◆ Directive ◆
Reproduce the records below in full and exactly, without their images.
══ Material ══
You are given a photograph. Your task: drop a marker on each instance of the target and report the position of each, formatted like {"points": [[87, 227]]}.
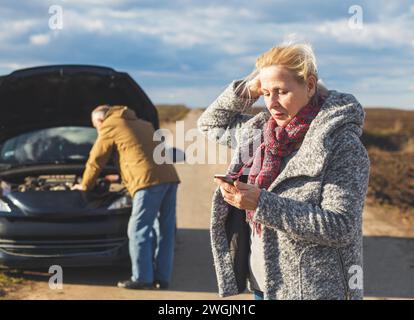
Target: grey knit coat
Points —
{"points": [[311, 215]]}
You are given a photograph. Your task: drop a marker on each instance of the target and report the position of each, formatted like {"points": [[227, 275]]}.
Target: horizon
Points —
{"points": [[189, 51]]}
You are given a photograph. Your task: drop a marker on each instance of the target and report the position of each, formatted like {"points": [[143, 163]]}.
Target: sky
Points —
{"points": [[182, 51]]}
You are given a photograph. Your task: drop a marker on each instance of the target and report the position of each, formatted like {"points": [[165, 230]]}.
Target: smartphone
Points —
{"points": [[225, 178]]}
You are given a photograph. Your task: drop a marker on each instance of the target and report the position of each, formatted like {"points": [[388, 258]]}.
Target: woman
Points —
{"points": [[306, 181]]}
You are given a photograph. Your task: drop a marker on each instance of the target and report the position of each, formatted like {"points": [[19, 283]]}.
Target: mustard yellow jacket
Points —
{"points": [[130, 141]]}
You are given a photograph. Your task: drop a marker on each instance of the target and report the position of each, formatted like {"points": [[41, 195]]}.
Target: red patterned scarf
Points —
{"points": [[277, 142]]}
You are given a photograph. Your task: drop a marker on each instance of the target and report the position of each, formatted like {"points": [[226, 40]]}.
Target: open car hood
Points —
{"points": [[65, 95]]}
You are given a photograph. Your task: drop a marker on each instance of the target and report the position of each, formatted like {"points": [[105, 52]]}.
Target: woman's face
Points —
{"points": [[284, 95]]}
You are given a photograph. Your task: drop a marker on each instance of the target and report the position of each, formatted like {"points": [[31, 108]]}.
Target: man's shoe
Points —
{"points": [[160, 285], [129, 284]]}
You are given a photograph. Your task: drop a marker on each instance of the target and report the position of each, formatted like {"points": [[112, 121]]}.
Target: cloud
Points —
{"points": [[40, 39]]}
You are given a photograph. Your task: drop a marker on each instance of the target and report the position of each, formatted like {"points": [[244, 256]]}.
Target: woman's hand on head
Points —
{"points": [[241, 195]]}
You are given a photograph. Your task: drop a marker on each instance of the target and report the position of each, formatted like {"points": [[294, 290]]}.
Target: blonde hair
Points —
{"points": [[298, 58]]}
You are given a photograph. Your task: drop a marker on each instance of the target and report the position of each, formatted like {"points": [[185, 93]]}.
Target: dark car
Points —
{"points": [[45, 139]]}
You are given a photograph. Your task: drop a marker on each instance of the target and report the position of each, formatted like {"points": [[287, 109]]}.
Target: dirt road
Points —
{"points": [[388, 251]]}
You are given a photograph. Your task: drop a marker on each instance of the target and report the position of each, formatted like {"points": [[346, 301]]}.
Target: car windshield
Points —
{"points": [[52, 145]]}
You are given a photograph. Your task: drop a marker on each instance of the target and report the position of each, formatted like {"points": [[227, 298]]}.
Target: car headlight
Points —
{"points": [[4, 207], [121, 203]]}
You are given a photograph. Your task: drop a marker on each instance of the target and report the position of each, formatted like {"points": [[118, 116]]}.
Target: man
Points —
{"points": [[153, 188]]}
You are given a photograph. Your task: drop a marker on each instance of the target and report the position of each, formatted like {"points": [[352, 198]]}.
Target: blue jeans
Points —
{"points": [[152, 254]]}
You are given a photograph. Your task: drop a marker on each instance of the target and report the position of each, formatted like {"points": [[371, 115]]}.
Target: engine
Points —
{"points": [[48, 183]]}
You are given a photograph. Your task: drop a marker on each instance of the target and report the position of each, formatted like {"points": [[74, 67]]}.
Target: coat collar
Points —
{"points": [[310, 158]]}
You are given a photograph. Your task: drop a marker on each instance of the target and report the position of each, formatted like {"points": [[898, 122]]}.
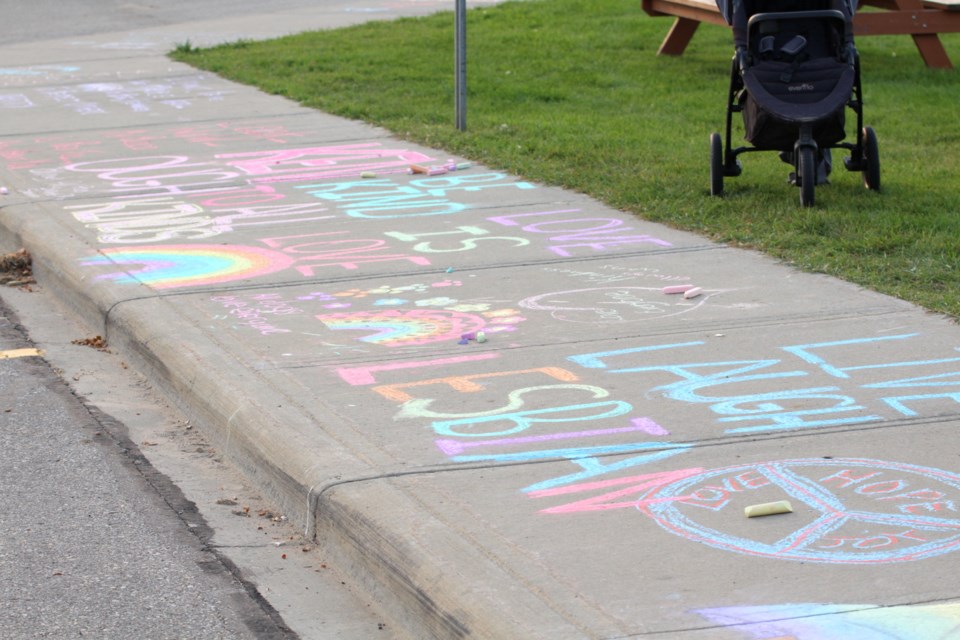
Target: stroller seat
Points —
{"points": [[795, 71]]}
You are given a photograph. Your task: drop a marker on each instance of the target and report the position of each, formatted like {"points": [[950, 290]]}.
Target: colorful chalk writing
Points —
{"points": [[544, 413], [397, 327], [910, 387], [572, 234], [172, 266], [846, 510], [64, 149], [817, 621], [137, 96], [401, 316], [384, 199]]}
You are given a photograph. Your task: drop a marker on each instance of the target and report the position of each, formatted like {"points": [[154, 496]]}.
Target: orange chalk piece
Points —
{"points": [[768, 509]]}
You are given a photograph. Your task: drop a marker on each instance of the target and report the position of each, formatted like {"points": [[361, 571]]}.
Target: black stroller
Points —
{"points": [[795, 70]]}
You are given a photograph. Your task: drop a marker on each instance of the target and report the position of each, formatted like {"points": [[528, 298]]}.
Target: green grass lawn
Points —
{"points": [[571, 93]]}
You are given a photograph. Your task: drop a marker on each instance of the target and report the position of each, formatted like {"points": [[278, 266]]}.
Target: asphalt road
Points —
{"points": [[93, 542]]}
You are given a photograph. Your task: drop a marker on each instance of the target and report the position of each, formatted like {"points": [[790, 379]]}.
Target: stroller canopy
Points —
{"points": [[738, 12]]}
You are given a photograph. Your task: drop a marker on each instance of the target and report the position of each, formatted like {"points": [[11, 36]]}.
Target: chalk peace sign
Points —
{"points": [[846, 510]]}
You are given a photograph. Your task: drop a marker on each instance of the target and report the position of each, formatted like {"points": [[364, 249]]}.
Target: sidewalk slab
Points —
{"points": [[474, 388]]}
═══
◆ Solution to this exercise ◆
You are given a photograph. Your task: drop a marker on each instance of the target and report the position of each, formatted like {"points": [[87, 227]]}.
Target: grey knit coat
Points —
{"points": [[311, 215]]}
You are given a photograph. Your task: drop a marker on each instance of the target and report the position of each, formatted like {"points": [[227, 275]]}.
Target: horizon
Points —
{"points": [[189, 51]]}
You are given a photograph. Your task: drop a marker on each instance of the target and report the position of each, formatted like {"points": [[143, 163]]}.
Target: sky
Points —
{"points": [[182, 51]]}
You are given a photograph. Your task: drop a marker on each instance of the target and report the position of each, formatted like {"points": [[165, 230]]}.
Target: smartphone
Points —
{"points": [[225, 178]]}
You are given a photograph. Your task: drop a marker on each instance of the target and report the position of each, formatted like {"points": [[388, 258]]}.
Target: woman
Points —
{"points": [[306, 181]]}
You are given a photograph. Your task: drop a marker on each instance of the target and report the position of each, formatted like {"points": [[19, 283]]}.
Target: mustard yellow jacket
Points —
{"points": [[130, 141]]}
You are given a photograph. Your task: drop a marker on each instance of the target and report the position of each, formatted like {"points": [[41, 195]]}.
Target: red patterned scarf
Points —
{"points": [[277, 142]]}
You are given a photograph. Your task: drop a marker on each instance of the target and report the position of each, formatted like {"points": [[226, 40]]}.
Target: open car hood
Points —
{"points": [[65, 95]]}
You are given a photograph. Your task: drop a marker on each instance of the target and report the position of each, formatted like {"points": [[105, 52]]}.
Target: woman's face
Points —
{"points": [[284, 95]]}
You are given a photograph. Your task: drop a marker on each instance of the target and report the position of each, formatted like {"points": [[31, 108]]}.
Target: man's shoe
Points —
{"points": [[160, 285], [129, 284]]}
You are given a photograph. Your task: drop a marker on each instance of the target and report the position of each, formatted like {"points": [[112, 121]]}.
Target: cloud
Points —
{"points": [[40, 39]]}
You are given a photograph. Your task: drop a marker on each instance of the target and report the position of each, formatted like {"points": [[244, 256]]}.
Target: woman's hand on head
Points —
{"points": [[241, 195]]}
You are given a photograph. Your task: drop a marker on each instance of the target and report the position of each, formatted like {"points": [[294, 290]]}.
Target: blonde hair
Points —
{"points": [[298, 58]]}
You are given a photograph. Your task: drop a marker on each instance of the target and report the position of each, formatted like {"points": [[185, 93]]}.
Target: dark car
Points —
{"points": [[45, 139]]}
You are given a photograph. Your task: drop a marker on each instance of the target and report the position of each, formatted like {"points": [[287, 109]]}.
Target: dirt road
Points —
{"points": [[388, 251]]}
You are given a photograph. Your task: drop a marker on each instance of the target and report the position of each, formatted like {"points": [[346, 301]]}.
Target: car windshield
Points —
{"points": [[52, 145]]}
You are given a photograph. Your task: drop a marker on each instance of the target and report the position of each, formatted like {"points": [[227, 298]]}.
Target: car headlight
Points —
{"points": [[4, 207], [121, 203]]}
You are given a photograph. Your task: drop a marker on each instance of the target and report the position of each, formatted like {"points": [[118, 116]]}.
Target: man
Points —
{"points": [[153, 188]]}
You are given a photograph. Your task: drop a marker on each instance of the target and report the position of each, formatted like {"points": [[352, 198]]}.
Target: blue jeans
Points —
{"points": [[152, 254]]}
You are given a photograph. Your task: drop a marker on each instance of the target and report the position of each, formatted like {"points": [[371, 115]]}.
Target: engine
Points —
{"points": [[48, 183]]}
You are given a photograph. Your task: drop a marker on each instance of the target and report the position of each, formatted like {"points": [[74, 67]]}.
Target: coat collar
Points —
{"points": [[310, 158]]}
You are given a photograph. Your task: drop a marker on each instance of the target and report the position of each, formatted like {"points": [[898, 122]]}.
Target: stroller seat
Points —
{"points": [[795, 71]]}
You are given a photograph. Your task: drop a marker on each instance of the target and report the position of each, formatted like {"points": [[950, 290]]}.
Target: colorful chalk writing
Points —
{"points": [[544, 413], [397, 327], [910, 387], [572, 234], [172, 266], [846, 510], [64, 149], [817, 621], [137, 96], [401, 316], [384, 199]]}
You are given a photograph. Your task: drop a marker on each instance of the target and report the position of each, formatted like {"points": [[154, 496]]}.
Target: orange chalk piece
Points —
{"points": [[768, 509]]}
You are given a photograph. Your task: drop a marker on each instance of the target and report the position of each, formatted like {"points": [[361, 571]]}.
Target: black stroller
Points —
{"points": [[795, 70]]}
You are given a photograph. Your task: drop a marker on each instance of the target and report the position of each, formatted like {"points": [[528, 298]]}.
Target: green grass lawn
Points —
{"points": [[571, 93]]}
You are given a photograph. Your task: drop a marker on each instance of the target and report the position of each, formatted like {"points": [[278, 266]]}.
Target: asphalt road
Points —
{"points": [[93, 542]]}
You are given a photograph. Your task: drop a marker on each instance of the target and report the position of each, formatted like {"points": [[790, 379]]}.
Target: stroller canopy
Points —
{"points": [[738, 12]]}
You are given a photograph. Your task: drop a marker on each instance of the target and report the position of each, formatted like {"points": [[11, 36]]}.
Target: chalk peace sign
Points —
{"points": [[846, 510]]}
You are given a photograph. Your task: drop a marker on each instance of the target and report the position of each, formatted like {"points": [[364, 249]]}.
Target: sidewalk slab
Points —
{"points": [[474, 388]]}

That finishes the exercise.